> EXERCISE INSTRUCTIONS
a: From the text on bipartite representations of directed graphs, return the passage between "## Wikipedia Vitals" and "of Wikipedia Vitals.", inclusive.
b: In the text on bipartite representations of directed graphs, what is the biadjacency matrix of the bipartite graph?
c: Write what comes next in the text on bipartite representations of directed graphs, beginning after its final line.

> QUOTED TEXT
↓
Directed graphs can be represented as bipartite graphs by duplicating each node, one as source of edges and the other as destination of edges. The biadjacency matrix of the bipartite graph is simply the adjacency matrix of the directed graph. 

The PageRank scores obtained with the bipartite graph differ from those obtained with the directed graph: they correspond to the **forward-backward** random walk in the directed graph, edges being alternately followed in forward and backward directions.

## Wikipedia Vitals

In [None]:
dataset = wikivitals

In [None]:
adjacency = dataset.adjacency
names = dataset.names

## To do

Do the same experiments as above and compare both rankings:
* List the 10 best ranked pages of Wikipedia Vitals.
↑
> DATA RECORDS
↓
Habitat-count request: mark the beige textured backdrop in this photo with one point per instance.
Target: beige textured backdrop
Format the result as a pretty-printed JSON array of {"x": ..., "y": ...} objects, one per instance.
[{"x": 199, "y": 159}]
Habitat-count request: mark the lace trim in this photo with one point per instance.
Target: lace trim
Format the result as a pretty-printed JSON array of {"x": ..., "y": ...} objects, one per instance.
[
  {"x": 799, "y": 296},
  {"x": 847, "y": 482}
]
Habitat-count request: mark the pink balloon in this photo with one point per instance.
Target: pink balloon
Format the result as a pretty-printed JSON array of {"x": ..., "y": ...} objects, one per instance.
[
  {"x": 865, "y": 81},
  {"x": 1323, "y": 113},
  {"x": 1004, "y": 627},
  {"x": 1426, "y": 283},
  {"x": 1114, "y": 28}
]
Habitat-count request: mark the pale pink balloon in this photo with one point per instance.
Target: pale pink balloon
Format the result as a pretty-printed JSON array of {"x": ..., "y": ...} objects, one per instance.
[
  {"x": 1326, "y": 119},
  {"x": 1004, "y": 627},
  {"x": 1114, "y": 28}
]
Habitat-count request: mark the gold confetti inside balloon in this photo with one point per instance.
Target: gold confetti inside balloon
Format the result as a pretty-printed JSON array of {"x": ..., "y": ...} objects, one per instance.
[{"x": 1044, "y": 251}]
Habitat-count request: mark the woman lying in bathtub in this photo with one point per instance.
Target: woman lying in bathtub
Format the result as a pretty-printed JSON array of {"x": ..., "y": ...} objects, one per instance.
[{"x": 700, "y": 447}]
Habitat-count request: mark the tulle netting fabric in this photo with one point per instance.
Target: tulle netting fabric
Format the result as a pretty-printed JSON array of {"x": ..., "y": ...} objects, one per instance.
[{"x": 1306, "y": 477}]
↑
> REPLIES
a:
## Wikipedia Vitals

In [None]:
dataset = wikivitals

In [None]:
adjacency = dataset.adjacency
names = dataset.names

## To do

Do the same experiments as above and compare both rankings:
* List the 10 best ranked pages of Wikipedia Vitals.

b: It is the adjacency matrix of the directed graph.

c:
* List the 20 closest pages to **Picasso** in Wikipedia Vitals. 
* List the 20 closest pages to both **Cat** and **Dog** in Wikipedia Vitals.

In [None]:
scores = pagerank.fit_transform(adjacency, force_bipartite=True)

In [None]:
print(names[top_k(scores, 10)])

In [None]:
scores = pagerank.fit_transform(adjacency, weights=names=='Pablo Picasso', force_bipartite=True)

In [None]:
print(names[top_k(scores, 20)])

In [None]:
scores = pagerank.fit_transform(adjacency, weights=(names=='Cat')|(names=='Dog'), force_bipartite=True)

In [None]:
print(names[top_k(scores, 20)])